### Goal
Please swap "stairway" for "staircase" in the part of the listing that opens with the line containing "Reviewer note: every instance of the central" and closes with the line containing "Reviewer note: every instance of the green plant". Give back only those lines, with nothing else changed.

### Extracted data
....................

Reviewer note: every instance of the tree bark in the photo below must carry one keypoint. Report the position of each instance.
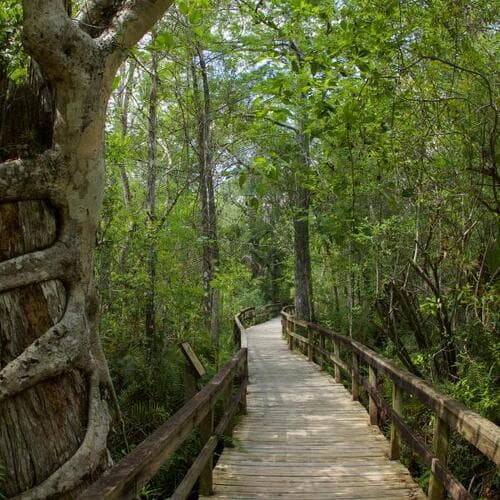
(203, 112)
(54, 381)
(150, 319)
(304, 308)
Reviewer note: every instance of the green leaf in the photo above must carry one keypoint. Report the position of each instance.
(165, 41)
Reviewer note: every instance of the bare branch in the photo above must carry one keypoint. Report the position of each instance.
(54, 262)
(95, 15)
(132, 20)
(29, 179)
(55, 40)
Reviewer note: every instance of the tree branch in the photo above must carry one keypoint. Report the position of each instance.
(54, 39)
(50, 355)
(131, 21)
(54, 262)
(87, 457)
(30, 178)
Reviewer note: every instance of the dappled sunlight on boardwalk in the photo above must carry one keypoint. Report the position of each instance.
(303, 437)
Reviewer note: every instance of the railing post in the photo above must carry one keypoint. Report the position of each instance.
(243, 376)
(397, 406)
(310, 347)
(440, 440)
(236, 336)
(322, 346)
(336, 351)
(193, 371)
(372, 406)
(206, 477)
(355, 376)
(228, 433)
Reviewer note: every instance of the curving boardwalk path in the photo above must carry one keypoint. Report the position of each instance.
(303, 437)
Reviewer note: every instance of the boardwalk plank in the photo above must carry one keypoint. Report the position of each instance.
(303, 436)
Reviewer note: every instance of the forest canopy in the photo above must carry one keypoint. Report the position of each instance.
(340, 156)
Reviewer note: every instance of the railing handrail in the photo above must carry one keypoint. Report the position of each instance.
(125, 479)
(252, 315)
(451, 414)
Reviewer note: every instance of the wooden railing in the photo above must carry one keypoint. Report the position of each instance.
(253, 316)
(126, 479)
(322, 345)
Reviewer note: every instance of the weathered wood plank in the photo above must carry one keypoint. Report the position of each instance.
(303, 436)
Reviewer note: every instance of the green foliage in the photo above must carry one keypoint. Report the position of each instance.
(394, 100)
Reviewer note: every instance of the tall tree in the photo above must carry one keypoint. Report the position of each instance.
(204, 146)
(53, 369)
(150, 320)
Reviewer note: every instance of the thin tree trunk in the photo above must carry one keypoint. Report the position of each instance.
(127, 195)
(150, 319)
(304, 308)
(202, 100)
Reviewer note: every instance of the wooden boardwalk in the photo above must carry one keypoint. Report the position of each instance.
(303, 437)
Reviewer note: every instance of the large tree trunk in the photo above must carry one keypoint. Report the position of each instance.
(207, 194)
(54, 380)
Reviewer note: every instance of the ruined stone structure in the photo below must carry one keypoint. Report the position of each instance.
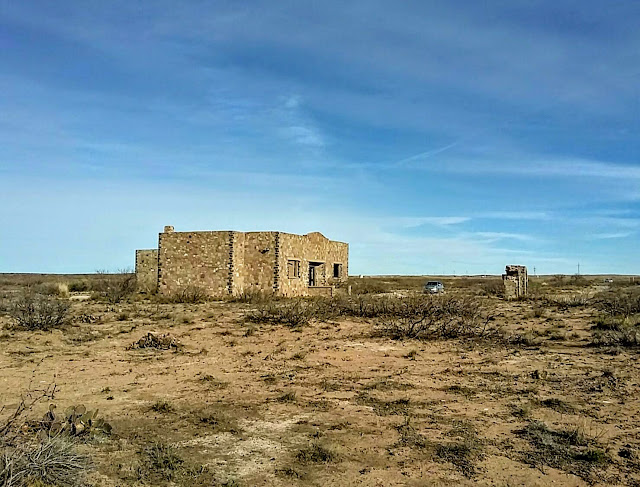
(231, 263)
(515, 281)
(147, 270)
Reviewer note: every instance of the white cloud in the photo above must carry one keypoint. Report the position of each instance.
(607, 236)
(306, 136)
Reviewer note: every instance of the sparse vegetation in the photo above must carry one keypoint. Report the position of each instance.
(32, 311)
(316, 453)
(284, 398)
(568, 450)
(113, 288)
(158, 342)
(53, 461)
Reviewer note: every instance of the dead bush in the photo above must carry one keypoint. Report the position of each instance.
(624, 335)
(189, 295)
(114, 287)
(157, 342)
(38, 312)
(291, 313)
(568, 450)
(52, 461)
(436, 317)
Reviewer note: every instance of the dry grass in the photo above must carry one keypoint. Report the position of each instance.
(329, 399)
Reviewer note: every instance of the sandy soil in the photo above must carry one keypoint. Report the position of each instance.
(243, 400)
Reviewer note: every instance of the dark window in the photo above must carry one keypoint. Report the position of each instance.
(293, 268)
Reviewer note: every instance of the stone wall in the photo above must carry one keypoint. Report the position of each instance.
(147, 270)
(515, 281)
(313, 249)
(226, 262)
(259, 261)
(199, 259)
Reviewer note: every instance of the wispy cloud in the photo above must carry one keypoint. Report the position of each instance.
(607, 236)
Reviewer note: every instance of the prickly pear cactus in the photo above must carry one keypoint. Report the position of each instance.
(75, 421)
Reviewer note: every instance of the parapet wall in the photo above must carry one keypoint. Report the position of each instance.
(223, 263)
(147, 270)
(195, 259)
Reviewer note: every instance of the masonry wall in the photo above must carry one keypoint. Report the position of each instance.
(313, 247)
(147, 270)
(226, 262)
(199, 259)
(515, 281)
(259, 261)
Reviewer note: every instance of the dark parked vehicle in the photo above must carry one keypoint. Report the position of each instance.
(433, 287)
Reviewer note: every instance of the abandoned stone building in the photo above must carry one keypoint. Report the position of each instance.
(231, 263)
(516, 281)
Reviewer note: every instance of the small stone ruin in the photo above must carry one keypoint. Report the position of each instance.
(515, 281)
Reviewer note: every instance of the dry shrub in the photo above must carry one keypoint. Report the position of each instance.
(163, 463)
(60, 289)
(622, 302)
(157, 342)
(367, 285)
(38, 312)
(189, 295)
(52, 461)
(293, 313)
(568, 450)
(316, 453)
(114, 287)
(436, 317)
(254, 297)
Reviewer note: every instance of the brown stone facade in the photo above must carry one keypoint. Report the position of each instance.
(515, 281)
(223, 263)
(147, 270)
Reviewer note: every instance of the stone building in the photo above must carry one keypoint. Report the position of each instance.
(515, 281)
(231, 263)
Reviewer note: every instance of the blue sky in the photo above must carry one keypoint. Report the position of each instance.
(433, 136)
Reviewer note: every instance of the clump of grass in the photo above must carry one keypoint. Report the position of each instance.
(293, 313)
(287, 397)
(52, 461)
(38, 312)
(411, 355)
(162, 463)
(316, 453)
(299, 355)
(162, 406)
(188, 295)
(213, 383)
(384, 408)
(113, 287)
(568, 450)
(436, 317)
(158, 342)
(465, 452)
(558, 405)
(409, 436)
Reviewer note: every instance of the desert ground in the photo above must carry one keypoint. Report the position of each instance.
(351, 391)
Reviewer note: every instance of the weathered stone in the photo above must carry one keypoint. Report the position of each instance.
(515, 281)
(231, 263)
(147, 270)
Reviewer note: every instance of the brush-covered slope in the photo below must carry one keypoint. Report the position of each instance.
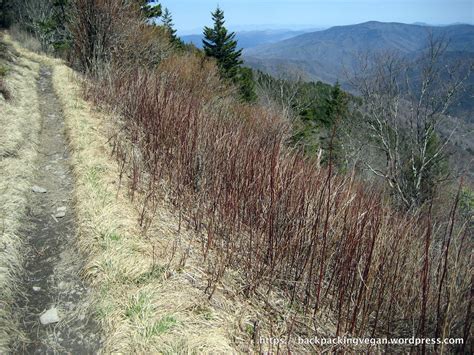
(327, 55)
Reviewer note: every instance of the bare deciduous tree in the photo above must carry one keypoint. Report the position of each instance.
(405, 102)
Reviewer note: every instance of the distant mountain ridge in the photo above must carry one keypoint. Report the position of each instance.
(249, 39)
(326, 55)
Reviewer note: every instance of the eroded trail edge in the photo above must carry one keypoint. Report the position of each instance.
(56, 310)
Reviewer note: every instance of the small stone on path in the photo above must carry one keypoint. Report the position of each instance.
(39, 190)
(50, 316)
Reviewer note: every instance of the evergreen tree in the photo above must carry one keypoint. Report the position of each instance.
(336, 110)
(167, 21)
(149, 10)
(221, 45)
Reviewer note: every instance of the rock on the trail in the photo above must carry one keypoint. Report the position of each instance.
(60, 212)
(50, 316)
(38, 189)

....................

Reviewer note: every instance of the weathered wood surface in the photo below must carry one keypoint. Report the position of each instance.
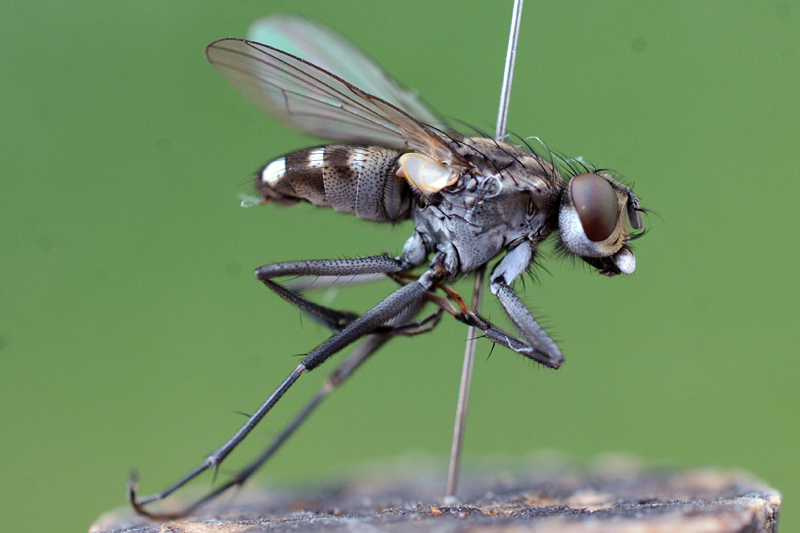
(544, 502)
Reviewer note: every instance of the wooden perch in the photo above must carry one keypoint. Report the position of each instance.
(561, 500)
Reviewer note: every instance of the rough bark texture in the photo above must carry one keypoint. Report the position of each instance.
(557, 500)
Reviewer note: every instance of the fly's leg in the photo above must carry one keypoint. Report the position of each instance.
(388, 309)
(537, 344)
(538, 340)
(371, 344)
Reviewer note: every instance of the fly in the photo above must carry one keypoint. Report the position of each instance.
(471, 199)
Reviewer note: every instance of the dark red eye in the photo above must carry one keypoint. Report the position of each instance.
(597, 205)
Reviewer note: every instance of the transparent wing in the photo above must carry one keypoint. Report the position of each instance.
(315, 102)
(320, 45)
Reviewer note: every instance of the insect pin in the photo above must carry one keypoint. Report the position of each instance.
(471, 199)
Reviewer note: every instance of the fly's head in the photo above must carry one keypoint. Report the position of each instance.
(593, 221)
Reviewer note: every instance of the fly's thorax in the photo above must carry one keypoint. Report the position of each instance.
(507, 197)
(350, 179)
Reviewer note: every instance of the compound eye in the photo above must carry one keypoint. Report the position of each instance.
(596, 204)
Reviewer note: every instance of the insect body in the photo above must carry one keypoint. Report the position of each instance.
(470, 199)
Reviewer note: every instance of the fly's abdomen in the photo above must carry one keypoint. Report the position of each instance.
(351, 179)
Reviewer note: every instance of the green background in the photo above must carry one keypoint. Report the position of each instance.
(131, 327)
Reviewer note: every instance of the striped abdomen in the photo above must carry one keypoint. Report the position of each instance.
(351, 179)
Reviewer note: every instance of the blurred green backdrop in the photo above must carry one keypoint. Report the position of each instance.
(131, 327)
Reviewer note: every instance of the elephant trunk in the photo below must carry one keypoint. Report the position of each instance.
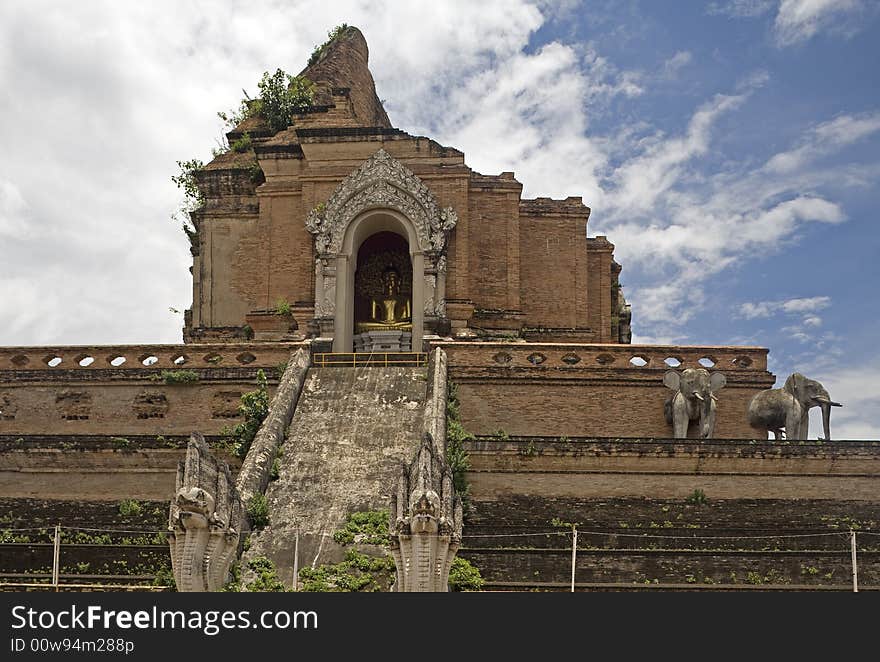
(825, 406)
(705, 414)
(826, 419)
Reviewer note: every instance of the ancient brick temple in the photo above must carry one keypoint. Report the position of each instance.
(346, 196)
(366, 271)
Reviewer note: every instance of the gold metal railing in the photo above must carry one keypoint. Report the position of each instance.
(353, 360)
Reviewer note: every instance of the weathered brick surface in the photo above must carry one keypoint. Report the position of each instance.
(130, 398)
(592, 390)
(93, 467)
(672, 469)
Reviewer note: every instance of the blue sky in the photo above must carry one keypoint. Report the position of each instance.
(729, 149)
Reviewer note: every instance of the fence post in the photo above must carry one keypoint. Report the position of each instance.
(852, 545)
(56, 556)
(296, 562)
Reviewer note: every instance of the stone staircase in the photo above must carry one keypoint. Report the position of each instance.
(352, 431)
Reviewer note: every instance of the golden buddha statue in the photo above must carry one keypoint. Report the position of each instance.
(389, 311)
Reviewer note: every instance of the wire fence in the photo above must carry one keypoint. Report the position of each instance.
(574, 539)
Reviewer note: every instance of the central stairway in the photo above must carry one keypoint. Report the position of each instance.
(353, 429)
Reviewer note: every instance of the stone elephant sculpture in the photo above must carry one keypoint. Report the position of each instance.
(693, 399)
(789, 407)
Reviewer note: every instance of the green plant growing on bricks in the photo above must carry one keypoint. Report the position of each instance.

....................

### Result of this exercise
Reviewer note: every instance of the central staircase in the photo above must carry one keypoint. Report the position of each instance.
(353, 429)
Reviewer note: every instance of the stone elephant sculpture in the photo above must carry one keypoint. Report the position of each instance.
(693, 399)
(789, 407)
Reviewer note: every instance of the green plant growing on bricks in the photo above must carry one keypoint. Report the position of each instance.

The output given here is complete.